#### [DIRECTIONS]
Identify the lines in the data below that contain "blue" and give only how many there are.

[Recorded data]
════════════════

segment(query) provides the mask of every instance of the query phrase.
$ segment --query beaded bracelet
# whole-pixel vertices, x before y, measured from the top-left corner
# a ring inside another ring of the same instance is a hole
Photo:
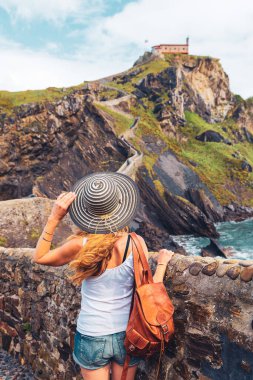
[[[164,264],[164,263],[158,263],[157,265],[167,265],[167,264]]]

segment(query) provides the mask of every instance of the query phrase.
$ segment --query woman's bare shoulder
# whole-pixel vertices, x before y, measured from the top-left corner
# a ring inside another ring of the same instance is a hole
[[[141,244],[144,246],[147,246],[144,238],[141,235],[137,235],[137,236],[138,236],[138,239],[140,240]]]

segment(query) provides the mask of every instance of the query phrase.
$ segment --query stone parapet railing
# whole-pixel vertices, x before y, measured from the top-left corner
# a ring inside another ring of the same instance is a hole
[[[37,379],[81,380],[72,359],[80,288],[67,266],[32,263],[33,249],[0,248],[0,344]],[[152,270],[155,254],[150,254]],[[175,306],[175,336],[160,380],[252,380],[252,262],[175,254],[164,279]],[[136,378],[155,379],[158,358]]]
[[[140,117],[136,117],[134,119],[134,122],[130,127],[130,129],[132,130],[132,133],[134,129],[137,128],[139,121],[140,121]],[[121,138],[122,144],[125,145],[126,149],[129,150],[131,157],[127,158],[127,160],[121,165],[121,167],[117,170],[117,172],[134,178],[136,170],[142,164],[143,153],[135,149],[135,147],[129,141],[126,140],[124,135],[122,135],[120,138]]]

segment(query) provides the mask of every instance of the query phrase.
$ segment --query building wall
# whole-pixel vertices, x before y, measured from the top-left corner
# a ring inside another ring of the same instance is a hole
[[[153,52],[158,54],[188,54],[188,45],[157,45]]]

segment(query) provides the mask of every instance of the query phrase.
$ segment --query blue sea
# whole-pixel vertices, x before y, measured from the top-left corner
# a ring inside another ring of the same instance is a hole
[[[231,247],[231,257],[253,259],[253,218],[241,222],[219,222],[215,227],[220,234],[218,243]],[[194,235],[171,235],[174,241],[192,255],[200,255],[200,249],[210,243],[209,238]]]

════════════════

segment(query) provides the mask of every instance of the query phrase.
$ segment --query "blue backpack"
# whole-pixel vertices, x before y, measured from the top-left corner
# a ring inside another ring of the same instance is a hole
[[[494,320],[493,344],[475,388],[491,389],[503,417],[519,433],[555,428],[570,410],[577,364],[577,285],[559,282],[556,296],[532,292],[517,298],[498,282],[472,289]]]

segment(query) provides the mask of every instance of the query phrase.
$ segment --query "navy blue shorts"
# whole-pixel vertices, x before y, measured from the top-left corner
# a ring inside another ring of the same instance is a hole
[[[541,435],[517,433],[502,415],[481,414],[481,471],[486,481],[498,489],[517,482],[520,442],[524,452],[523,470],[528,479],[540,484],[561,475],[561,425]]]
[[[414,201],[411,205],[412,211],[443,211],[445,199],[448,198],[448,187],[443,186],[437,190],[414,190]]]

════════════════

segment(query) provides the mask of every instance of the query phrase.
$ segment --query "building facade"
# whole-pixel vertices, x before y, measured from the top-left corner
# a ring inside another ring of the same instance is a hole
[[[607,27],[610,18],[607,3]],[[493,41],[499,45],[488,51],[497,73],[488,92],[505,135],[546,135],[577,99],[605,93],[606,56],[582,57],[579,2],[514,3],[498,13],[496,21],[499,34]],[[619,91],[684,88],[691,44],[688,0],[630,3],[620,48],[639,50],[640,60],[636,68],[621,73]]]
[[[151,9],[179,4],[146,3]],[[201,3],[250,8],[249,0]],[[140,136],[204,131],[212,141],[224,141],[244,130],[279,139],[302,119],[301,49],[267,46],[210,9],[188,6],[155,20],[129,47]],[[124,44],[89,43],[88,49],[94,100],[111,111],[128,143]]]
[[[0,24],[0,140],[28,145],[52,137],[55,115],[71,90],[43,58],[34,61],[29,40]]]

════════════════

#### [RESPONSE BOX]
3